• **Assignment**
Which lines below fall between the one containing "Place a point on every instance of the flower" and the one containing "pixel 304 406"? Repeat them exactly, counting both of those lines, and add nothing else.

• **Available data**
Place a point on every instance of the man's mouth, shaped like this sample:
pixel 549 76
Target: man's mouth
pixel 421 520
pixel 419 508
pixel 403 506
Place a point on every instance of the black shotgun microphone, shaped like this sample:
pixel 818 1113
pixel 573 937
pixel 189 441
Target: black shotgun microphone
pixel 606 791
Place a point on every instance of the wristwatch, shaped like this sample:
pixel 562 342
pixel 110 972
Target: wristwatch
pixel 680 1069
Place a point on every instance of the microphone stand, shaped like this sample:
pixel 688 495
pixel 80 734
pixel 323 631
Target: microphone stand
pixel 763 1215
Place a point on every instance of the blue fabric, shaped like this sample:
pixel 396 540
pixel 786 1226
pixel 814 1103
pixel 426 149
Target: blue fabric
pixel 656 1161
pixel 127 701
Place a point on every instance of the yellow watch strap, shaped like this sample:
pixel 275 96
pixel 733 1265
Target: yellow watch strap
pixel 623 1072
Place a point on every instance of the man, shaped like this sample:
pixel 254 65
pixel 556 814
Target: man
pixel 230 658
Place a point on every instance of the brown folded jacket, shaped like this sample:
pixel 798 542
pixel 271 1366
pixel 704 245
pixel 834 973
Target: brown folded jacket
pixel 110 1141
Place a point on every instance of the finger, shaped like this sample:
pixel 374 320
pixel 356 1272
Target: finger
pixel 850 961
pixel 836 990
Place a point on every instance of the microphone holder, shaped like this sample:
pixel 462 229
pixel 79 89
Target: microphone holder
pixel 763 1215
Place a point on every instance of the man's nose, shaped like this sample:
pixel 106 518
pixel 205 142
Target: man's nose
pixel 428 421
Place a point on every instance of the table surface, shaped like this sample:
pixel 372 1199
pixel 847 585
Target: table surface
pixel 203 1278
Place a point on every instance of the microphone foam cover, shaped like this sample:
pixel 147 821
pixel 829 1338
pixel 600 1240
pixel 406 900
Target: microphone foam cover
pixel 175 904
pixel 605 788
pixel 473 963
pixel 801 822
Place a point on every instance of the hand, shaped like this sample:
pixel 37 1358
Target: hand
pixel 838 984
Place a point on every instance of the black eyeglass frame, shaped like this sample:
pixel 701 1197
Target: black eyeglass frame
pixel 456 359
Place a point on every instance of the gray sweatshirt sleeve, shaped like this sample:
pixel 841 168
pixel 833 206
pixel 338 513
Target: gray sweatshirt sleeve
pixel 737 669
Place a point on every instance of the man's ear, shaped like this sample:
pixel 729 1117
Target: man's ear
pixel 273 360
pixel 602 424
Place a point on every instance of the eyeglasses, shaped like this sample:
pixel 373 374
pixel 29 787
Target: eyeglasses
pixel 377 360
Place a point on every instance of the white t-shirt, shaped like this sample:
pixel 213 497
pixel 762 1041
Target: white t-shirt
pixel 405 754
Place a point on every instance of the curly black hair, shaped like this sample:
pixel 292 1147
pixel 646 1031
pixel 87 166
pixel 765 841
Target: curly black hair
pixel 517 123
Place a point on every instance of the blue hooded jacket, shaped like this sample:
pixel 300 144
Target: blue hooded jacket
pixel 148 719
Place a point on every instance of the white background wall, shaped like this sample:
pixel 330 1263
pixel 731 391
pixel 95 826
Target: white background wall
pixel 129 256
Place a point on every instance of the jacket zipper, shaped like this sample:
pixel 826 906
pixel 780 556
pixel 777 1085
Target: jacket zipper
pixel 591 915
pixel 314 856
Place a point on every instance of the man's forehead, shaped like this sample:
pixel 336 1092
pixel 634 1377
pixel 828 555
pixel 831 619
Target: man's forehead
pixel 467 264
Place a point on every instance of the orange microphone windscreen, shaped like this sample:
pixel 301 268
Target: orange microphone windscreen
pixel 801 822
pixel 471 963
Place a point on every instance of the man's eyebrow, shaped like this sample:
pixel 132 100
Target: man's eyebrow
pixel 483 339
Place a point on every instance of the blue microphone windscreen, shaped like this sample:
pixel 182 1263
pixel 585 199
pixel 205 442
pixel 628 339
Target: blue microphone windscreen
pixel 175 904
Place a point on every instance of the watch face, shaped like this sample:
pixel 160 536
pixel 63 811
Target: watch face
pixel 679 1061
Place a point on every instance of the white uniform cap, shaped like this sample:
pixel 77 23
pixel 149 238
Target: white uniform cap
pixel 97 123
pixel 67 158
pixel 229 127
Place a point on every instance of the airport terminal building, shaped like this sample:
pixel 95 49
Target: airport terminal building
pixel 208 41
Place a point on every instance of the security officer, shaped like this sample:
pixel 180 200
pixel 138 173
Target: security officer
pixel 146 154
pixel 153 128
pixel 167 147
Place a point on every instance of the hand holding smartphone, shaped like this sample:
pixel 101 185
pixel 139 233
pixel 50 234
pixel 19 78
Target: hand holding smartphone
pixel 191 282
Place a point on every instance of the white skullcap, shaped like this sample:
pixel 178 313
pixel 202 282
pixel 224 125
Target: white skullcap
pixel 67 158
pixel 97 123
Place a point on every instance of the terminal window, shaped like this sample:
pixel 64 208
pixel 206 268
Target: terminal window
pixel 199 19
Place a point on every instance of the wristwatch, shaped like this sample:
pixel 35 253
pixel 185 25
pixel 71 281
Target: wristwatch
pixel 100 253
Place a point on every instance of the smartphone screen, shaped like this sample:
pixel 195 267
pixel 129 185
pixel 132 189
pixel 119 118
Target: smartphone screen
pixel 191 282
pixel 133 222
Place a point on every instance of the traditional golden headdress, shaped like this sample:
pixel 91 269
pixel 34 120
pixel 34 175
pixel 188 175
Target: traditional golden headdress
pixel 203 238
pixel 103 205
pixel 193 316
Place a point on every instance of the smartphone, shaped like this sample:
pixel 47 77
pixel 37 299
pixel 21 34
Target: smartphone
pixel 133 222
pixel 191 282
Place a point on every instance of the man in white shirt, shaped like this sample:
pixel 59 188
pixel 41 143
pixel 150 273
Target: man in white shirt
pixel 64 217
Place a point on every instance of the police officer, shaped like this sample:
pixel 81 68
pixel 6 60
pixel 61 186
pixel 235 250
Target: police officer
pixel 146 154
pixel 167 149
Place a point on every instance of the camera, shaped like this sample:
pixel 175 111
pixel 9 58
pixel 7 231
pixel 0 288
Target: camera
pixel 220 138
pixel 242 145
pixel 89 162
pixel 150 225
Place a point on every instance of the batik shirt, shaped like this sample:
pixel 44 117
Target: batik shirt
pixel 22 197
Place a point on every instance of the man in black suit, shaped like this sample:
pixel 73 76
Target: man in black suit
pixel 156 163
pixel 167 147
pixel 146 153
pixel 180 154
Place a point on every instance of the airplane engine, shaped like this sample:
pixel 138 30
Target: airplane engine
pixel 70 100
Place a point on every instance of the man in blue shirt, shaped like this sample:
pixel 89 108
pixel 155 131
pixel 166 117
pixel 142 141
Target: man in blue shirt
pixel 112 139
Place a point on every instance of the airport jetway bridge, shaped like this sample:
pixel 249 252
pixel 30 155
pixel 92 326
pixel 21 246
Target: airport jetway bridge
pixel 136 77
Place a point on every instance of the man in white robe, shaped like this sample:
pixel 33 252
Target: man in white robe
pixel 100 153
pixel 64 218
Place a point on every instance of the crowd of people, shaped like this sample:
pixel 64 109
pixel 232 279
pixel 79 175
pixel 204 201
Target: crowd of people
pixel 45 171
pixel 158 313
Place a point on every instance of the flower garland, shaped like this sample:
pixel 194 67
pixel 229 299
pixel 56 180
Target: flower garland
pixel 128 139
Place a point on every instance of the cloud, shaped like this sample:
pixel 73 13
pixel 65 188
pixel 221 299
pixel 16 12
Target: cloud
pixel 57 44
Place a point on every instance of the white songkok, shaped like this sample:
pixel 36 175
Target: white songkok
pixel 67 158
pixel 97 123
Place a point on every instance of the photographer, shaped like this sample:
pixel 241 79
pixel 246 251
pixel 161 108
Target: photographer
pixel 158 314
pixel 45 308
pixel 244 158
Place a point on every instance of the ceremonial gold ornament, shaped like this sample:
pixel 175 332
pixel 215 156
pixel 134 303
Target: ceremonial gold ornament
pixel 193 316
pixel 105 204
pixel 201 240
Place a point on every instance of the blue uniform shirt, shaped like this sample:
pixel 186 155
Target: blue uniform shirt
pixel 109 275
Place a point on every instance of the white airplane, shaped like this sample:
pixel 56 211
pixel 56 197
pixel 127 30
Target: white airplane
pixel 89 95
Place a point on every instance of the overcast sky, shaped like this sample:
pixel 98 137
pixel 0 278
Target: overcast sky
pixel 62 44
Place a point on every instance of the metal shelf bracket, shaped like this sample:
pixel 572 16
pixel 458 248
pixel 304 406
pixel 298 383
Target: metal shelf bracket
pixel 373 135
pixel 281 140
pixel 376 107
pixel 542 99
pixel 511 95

• **Answer to the problem**
Place a point on every instance of the flower garland, shaped like this sample:
pixel 194 67
pixel 229 299
pixel 56 180
Target: flower garland
pixel 128 139
Place a point on every instance of the cloud, shaped like this sample:
pixel 73 13
pixel 65 188
pixel 221 299
pixel 16 12
Target: cloud
pixel 57 44
Place a point on every instance of the white songkok, shaped like this sample:
pixel 36 175
Target: white songkok
pixel 67 158
pixel 97 123
Place a point on every instance of the photographer, shaped like this sample:
pixel 241 79
pixel 246 251
pixel 161 108
Target: photographer
pixel 158 314
pixel 45 308
pixel 244 158
Place a point on every instance of the ceremonial gold ornament, shaped like this sample:
pixel 175 332
pixel 215 156
pixel 134 303
Target: ceremonial gold ornament
pixel 193 316
pixel 105 204
pixel 201 240
Place a point on every instance of the blue uniform shirt, shaped like this sample:
pixel 186 155
Target: blue uniform shirt
pixel 109 275
Place a point on every instance of the white airplane, shaped like this sample:
pixel 56 211
pixel 56 197
pixel 127 30
Target: white airplane
pixel 89 95
Place a point on every instance of the overcast sky, shaped like this sample:
pixel 98 137
pixel 0 278
Target: overcast sky
pixel 62 44
Place a point on every instance of the metal shelf bracket, shaped like this sample:
pixel 572 16
pixel 458 248
pixel 304 406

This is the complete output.